= Supplied text =
The Train Arriving At Chiang Mai Station

Missing My Train And Making My Liver Smile

The Train Arriving At Chiang Mai Station

The Train Arriving At Chiang Mai Station

What do missing my train and getting to know my body better have in common? Well, I don’t want to hear your answer, actually..

On 20-Aug-2012 I was supposed to depart Chiang Mai for Bang Mun Nak to spend a week off the grid at a Buddhist Temple my Czech friend stayed at.

The train departed at 5:45am, so I set my alarm for 4:30am. I set it twice, actually, just to make sure.

I woke up that morning without my alarm feeling more rested than expected. I wear an eye mask and ear plugs because I’m a sensitive sleeper and because it creates an environment/routine in an otherwise chaotic life of sleeping in different beds all the time.

= Exercise set =
- a) Answer these from the post about missing a train in Chiang Mai:
(i) What time did the train depart?
(ii) What time was the alarm set for?
(iii) What two things does the writer wear to sleep?
- b) Echo the train post word for word, everything from "What do missing" down to "all the time.".

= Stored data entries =
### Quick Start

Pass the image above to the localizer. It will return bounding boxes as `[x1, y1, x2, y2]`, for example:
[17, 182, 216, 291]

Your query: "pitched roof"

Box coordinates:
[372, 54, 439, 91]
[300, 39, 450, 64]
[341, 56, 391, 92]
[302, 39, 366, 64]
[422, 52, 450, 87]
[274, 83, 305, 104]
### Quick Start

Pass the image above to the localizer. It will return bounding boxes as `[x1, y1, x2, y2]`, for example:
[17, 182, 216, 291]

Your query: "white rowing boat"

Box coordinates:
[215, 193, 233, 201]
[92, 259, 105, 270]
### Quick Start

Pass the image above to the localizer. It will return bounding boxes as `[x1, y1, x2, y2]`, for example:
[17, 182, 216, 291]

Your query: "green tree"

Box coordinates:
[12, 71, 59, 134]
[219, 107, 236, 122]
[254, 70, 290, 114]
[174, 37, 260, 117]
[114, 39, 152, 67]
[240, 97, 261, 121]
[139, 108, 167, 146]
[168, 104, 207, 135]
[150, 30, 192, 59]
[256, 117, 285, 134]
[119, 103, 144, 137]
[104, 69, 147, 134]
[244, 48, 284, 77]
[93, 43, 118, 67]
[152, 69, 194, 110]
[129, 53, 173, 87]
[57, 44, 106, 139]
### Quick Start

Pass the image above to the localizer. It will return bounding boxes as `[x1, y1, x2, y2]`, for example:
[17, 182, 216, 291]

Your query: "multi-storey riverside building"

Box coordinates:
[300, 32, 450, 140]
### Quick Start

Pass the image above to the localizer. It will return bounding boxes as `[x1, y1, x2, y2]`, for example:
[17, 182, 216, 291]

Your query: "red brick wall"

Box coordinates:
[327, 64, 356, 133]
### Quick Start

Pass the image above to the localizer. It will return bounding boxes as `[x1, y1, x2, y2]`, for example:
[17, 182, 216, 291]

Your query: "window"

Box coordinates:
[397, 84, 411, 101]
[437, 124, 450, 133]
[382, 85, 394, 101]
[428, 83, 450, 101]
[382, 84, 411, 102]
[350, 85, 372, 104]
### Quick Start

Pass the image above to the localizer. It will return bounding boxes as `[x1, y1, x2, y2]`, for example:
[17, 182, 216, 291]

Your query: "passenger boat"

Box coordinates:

= Solutions for each task =
- a)
(i) 5:45am
(ii) 4:30am
(iii) An eye mask and ear plugs

- b)
What do missing my train and getting to know my body better have in common? Well, I don’t want to hear your answer, actually..

On 20-Aug-2012 I was supposed to depart Chiang Mai for Bang Mun Nak to spend a week off the grid at a Buddhist Temple my Czech friend stayed at.

The train departed at 5:45am, so I set my alarm for 4:30am. I set it twice, actually, just to make sure.

I woke up that morning without my alarm feeling more rested than expected. I wear an eye mask and ear plugs because I’m a sensitive sleeper and because it creates an environment/routine in an otherwise chaotic life of sleeping in different beds all the time.